## Your assignment
Report back every line of the entries that contains "with", exactly as written.

## Extracted information

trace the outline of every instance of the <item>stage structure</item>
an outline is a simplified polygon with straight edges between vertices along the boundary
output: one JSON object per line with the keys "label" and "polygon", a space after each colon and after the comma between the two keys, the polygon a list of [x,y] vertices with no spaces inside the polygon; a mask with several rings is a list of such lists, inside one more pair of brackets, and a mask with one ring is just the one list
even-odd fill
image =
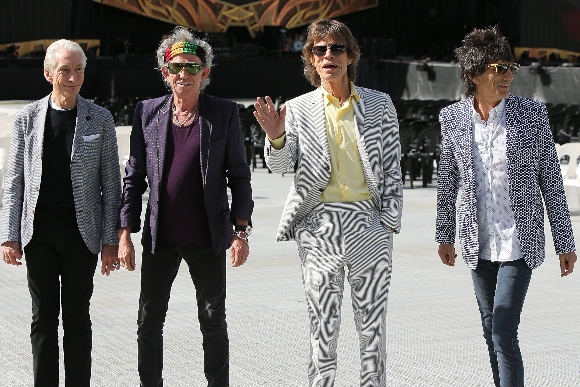
{"label": "stage structure", "polygon": [[229,27],[247,27],[252,37],[265,26],[290,29],[379,5],[379,0],[94,1],[203,32],[226,32]]}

## Output for this task
an outline is a simplified polygon with straight edges between vertices along the boundary
output: one JSON object per line with the keys "label" and "polygon", a space after each colon and after the comma between the two keys, the polygon a list of [x,y] vertices with no spaces inside the polygon; a mask with several rings is a list of such lists, inside one more pair of brackets, and a mask with one ring is just the one list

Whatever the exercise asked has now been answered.